(Texte fourni):
Dans ce contexte, les recettes réelles, c'est-à-dire hors remboursements et dégrèvements, atteignent 322,54 milliards d'euros dont 294,3 milliards de recettes fiscales, 24,78 milliards de recettes non fiscales et 3,56 milliards de fonds de concours. Les dépenses de l'État s'élèvent à 550,1 milliards d'euros en crédits de paiement dont 269,6 pour le budget général – trois missions sur trente-quatre concentrant la moitié des crédits de paiement consommés.

Le déficit de l'État reste donc élevé, avec 39 milliards d'euros fin 2006, soit plus de 7 milliards d'euros au-dessus du niveau atteint à la fin de l'année 2001. Nous sommes toujours dans un contexte de comptes publics dégradés.

Ce déficit représente, fin 2006, 2,5 % du PIB et les projections faites pour 2007 et 2008 le situent au même niveau. Si, pour la première fois depuis 2001, l'État enregistre un solde primaire proche de l'équilibre, ses recettes ne sont toujours pas suffisantes pour payer une partie au moins des intérêts de la dette. Et la Cour des comptes relève dans son rapport que 531 millions d'euros, bien que dépensés en 2006, n'ont pas été comptabilisés, et que la fin de l'année 2006 a été marquée par d'importants arriérés de paiement – lesquels, n'étant pas intervenus dans les délais réglementaires, ne sont pas comptabilisés dans le budget de 2006. La Cour note que l'incertitude relative au montant des dépenses reportées d'une année sur l'autre devra être impérativement levée à l'avenir, ce qui implique d'engager sans tarder les travaux nécessaires à la fiabilisation de l'information budgétaire et comptable.

Cette baisse du déficit public d'environ un demi-point de PIB nous place certes, et pour la première fois depuis 2002, sous la limite communautaire des 3 % du PIB. Néanmoins, comme la zone euro connaît pour 2006 un déficit public moyen de 1,6 % du PIB, la France fait, là encore, moins bien que ses partenaires.

La dette atteint par ailleurs des records. Alors qu'elle avait baissé sous la précédente législature, elle a culminé fin 2005 à 66,2 %, revenant à 63,7 % fin 2006, ce qui reste largement au-dessus du seuil correspondant à nos engagements européens – lesquels avaient pourtant toujours été tenus entre 1997 et 2002. Votre échec dans la maîtrise de l'endettement public est donc patent.

Ce point est d'ailleurs sévèrement jugé par la Cour des comptes, qui souligne en outre : « Les mesures prises en 2006 pour réduire le ratio d'endettement ne sont pas durablement reconductibles et ne constituent donc pas une voie structurelle de désendettement : les cessions ont atteint un montant exceptionnel en 2006 et le potentiel d'actifs cessibles n'est pas illimité » – on ne vend qu'une fois ! « Les mesures d'optimisation de la trésorerie ont produit l'essentiel de leurs effets potentiels en 2006 ; la gestion active de la trésorerie de l'État ne doit pas conduire à des tensions excessives sur les liquidités du Trésor, qui pourraient contraindre l'État à des refinancements ponctuels à très court terme. »

(Données enregistrées):
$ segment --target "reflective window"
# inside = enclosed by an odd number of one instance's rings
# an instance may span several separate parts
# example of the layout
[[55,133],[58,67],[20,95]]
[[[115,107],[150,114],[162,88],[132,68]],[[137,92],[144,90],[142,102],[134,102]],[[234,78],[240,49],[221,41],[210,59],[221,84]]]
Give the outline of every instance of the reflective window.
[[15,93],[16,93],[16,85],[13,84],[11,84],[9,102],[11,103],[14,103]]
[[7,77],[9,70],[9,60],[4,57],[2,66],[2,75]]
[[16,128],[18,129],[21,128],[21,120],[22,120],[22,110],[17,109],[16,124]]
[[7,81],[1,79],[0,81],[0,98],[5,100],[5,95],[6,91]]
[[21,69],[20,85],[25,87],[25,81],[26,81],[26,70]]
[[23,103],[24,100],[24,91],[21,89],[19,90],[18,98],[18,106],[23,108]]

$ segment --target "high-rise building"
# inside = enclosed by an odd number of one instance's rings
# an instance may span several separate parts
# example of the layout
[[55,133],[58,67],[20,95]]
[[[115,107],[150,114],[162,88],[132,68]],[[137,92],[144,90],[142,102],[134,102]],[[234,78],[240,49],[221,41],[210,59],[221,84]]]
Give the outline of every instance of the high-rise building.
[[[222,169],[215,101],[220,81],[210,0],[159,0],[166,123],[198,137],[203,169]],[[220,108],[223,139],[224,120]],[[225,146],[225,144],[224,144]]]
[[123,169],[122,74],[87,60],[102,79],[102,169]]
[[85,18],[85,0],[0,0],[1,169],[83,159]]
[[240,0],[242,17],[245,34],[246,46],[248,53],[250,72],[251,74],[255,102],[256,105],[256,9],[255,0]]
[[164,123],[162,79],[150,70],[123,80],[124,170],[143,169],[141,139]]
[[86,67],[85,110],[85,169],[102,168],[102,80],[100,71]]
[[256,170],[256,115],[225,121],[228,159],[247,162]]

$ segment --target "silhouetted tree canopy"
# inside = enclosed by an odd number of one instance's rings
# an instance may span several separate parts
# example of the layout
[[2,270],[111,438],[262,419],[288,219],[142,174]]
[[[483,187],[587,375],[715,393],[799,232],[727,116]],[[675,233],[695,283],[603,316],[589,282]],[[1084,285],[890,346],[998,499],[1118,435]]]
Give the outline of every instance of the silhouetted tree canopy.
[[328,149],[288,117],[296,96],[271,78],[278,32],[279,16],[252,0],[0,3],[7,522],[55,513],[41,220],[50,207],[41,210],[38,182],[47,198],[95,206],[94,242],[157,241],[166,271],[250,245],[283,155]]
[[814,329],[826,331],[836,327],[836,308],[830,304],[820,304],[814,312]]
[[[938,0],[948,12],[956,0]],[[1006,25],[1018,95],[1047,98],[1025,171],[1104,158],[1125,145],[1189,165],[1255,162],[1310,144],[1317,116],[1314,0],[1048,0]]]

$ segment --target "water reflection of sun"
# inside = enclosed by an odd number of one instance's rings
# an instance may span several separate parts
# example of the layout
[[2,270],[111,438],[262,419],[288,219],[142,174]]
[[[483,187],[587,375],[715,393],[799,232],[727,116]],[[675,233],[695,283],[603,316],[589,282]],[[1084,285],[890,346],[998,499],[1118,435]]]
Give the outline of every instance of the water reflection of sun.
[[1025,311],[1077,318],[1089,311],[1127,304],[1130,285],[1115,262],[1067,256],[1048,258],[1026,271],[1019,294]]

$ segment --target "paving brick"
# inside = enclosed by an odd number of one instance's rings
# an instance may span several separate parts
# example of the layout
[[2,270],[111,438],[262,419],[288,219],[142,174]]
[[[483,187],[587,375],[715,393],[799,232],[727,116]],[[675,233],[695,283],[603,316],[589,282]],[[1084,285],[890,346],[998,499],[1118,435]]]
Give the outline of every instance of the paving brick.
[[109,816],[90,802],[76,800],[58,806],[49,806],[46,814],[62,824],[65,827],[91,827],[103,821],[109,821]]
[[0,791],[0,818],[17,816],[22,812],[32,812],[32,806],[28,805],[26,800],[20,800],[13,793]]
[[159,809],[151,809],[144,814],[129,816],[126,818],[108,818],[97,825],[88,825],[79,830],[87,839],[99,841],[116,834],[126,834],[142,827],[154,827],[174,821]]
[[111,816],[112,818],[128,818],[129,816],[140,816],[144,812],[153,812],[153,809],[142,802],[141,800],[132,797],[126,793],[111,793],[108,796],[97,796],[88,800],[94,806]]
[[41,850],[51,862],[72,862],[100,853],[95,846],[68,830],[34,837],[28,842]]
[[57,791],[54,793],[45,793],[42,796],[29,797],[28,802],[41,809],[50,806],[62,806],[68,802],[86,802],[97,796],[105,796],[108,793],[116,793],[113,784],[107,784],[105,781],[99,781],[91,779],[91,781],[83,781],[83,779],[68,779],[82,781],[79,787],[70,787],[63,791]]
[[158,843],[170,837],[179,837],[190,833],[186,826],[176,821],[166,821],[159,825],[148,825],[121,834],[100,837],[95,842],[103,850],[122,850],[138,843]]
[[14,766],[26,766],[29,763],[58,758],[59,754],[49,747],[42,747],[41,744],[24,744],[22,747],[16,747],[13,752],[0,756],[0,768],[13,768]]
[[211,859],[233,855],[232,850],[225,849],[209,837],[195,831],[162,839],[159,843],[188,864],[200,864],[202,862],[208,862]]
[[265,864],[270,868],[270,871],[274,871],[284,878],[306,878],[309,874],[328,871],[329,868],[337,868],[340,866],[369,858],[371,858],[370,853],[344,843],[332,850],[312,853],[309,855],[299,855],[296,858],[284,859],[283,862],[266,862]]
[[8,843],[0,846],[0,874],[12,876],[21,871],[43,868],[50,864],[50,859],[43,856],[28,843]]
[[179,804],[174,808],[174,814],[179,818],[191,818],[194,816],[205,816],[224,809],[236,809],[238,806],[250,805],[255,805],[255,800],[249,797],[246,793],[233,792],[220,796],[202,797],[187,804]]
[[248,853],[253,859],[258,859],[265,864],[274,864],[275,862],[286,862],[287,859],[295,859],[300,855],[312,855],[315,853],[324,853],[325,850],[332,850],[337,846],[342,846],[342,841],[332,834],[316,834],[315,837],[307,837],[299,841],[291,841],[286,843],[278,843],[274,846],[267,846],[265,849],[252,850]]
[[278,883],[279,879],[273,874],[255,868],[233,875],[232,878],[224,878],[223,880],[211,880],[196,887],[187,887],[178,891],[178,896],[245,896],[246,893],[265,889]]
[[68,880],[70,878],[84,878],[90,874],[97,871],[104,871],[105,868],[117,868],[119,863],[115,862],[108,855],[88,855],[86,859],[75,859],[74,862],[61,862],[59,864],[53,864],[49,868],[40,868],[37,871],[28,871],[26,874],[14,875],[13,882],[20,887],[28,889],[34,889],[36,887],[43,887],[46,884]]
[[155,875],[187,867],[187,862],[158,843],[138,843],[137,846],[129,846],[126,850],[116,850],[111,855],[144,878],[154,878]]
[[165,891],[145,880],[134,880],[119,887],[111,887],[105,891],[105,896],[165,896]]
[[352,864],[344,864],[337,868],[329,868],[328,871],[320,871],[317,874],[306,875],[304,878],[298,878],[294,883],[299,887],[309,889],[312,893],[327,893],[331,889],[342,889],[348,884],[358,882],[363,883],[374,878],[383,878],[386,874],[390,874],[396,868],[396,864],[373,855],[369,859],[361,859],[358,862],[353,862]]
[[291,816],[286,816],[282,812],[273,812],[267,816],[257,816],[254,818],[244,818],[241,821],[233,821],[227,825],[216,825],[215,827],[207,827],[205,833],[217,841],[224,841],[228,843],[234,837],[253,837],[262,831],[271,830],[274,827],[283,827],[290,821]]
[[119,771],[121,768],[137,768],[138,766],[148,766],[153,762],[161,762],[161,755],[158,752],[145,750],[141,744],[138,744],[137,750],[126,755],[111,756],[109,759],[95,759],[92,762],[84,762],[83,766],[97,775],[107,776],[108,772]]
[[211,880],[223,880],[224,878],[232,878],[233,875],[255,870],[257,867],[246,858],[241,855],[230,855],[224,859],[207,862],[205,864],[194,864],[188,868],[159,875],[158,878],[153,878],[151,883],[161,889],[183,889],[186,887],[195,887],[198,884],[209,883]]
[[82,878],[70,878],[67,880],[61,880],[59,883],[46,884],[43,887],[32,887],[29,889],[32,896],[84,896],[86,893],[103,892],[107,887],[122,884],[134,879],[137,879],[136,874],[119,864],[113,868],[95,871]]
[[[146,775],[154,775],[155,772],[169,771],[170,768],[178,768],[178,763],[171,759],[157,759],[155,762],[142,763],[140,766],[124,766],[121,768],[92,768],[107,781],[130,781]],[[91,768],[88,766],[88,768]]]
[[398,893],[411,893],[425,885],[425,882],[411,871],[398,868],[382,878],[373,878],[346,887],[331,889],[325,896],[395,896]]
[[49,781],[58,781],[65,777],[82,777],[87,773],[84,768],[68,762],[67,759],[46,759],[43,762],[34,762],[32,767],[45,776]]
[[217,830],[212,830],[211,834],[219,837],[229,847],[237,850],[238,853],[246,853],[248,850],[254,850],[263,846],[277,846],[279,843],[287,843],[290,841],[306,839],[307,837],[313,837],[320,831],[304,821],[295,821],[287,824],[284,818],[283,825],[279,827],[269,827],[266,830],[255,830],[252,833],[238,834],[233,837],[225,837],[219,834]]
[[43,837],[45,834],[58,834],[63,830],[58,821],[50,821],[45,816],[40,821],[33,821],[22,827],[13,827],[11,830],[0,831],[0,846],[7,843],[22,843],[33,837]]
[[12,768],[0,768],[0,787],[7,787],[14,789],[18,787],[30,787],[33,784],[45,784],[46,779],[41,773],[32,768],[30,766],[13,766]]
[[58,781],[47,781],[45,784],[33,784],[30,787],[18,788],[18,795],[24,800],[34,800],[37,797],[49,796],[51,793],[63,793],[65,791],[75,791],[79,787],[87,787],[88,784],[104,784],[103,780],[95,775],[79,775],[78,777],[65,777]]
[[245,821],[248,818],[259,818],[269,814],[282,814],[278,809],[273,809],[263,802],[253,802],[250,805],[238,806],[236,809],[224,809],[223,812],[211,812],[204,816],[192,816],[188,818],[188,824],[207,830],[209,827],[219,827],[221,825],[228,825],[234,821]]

(Objectif):
Écrivez la suite du texte sur le déficit et la dette de l'État, en commençant juste après sa dernière phrase. Les lignes enregistrées proviennent d'une source distincte de celle du texte.

(Réponse):
Les prélèvements obligatoires, loin de se réduire, continuent d'augmenter pour atteindre, en 2006, 44,2 % du PIB, infirmant ainsi les dires de M. Copé, qui pensait pouvoir baisser à la fois les dépenses, les impôts, les déficits et la dette. Non seulement vous focalisez votre action sur des cadeaux fiscaux aux plus aisés, comme le prouve le projet de loi en faveur du travail, de l'emploi et du pouvoir d'achat, mais votre politique consiste à reporter systématiquement les hausses des prélèvements et des charges à la progression la plus dynamique vers la sécurité sociale et les collectivités locales.

Au total – et je ne reprends ici que quelques éléments du rapport de la Cour des comptes – notre préoccupation est grande : le déficit budgétaire représente encore l'équivalent d'un mois et demi de dépenses ; la baisse de l'endettement de l'État n'a été obtenue qu'au moyen d'un montant exceptionnel de cessions d'actifs ; l'accumulation de déficits n'a pas eu pour contrepartie un effet spécifique en matière d'investissement ; le déficit de la sécurité sociale persiste et engendre une dette croissante.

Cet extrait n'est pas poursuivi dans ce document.